Problem to work on: The result must match the data exactly, line for line.

Extracted material:
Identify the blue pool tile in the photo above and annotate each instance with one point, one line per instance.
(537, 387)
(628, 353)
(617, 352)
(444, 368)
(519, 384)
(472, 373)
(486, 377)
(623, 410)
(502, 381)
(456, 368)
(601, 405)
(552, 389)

Exercise response:
Identify the blue pool tile in the photo above and annotate each instance with one point, one line per instance.
(537, 387)
(628, 353)
(617, 352)
(444, 368)
(519, 384)
(472, 373)
(486, 377)
(623, 410)
(502, 381)
(456, 368)
(601, 405)
(552, 389)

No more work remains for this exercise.